Nicola Gratteri è una persona per bene. Nato tra le strade solcate da auto di lusso con alla guida facce che poi divengono da galera, ha dedicato la sua vita professionale al riscatto di tutti quei ragazzi che, come lui, hanno fatto scelte diverse e per bene ma hanno avuto meno fortuna. Uomini che oggi lavorano spesso in nero, con case approssimative e in terre dove i diritti costituzionali sono spesso un miraggio.
·····
_Compiti ed esercizi_.
A – Nel testo su Nicola Gratteri si dice che certi uomini hanno avuto meno fortuna di lui. In una o due frasi, spiega in che cosa si vede questa minore fortuna.
B – Dove è nato Gratteri secondo il testo su Nicola Gratteri?
C – Riprendi il testo su Nicola Gratteri e proseguilo dal punto in cui si ferma.

_Estratto dei dati_.
·····
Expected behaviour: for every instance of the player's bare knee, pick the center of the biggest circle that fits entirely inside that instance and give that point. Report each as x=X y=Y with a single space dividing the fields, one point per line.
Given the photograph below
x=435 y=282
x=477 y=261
·····
_Soluzioni_.
A – Questi uomini oggi lavorano spesso in nero e vivono in case approssimative. Abitano in terre dove i diritti costituzionali sono spesso un miraggio.

B – Tra strade solcate da auto di lusso, guidate da persone che poi diventano facce da galera.

C –
Il Mezzogiorno vero, quello quotidiano, vive la dicotomia tra illegale e legale con una certa assuefazione. Il giogo della violenza e il potere del denaro, da dovunque vengano, creano consenso e instradano vite su corsie parallele. Ai semafori le auto ultimo modello con alla guida famigli e liberti delle cosche sono lo spot migliore per dire che nulla cambia, mentre si affiancano a vecchie carrette senza assicurazione e revisione. La ricchezza, illecita e non, intimorisce ed educa le perone. Se vuoi emergere dalla melma delle Tac a due anni, dell’acqua salata dai rubinetti, o scappi o ti adegui al sistema e ne chiedi la tutela. L’ultima inchiesta di Gratteri è ancora al vaglio dei giudici, sarà una verifica importante per il suo lavoro di anni, ma è certo che il target è quello giusto.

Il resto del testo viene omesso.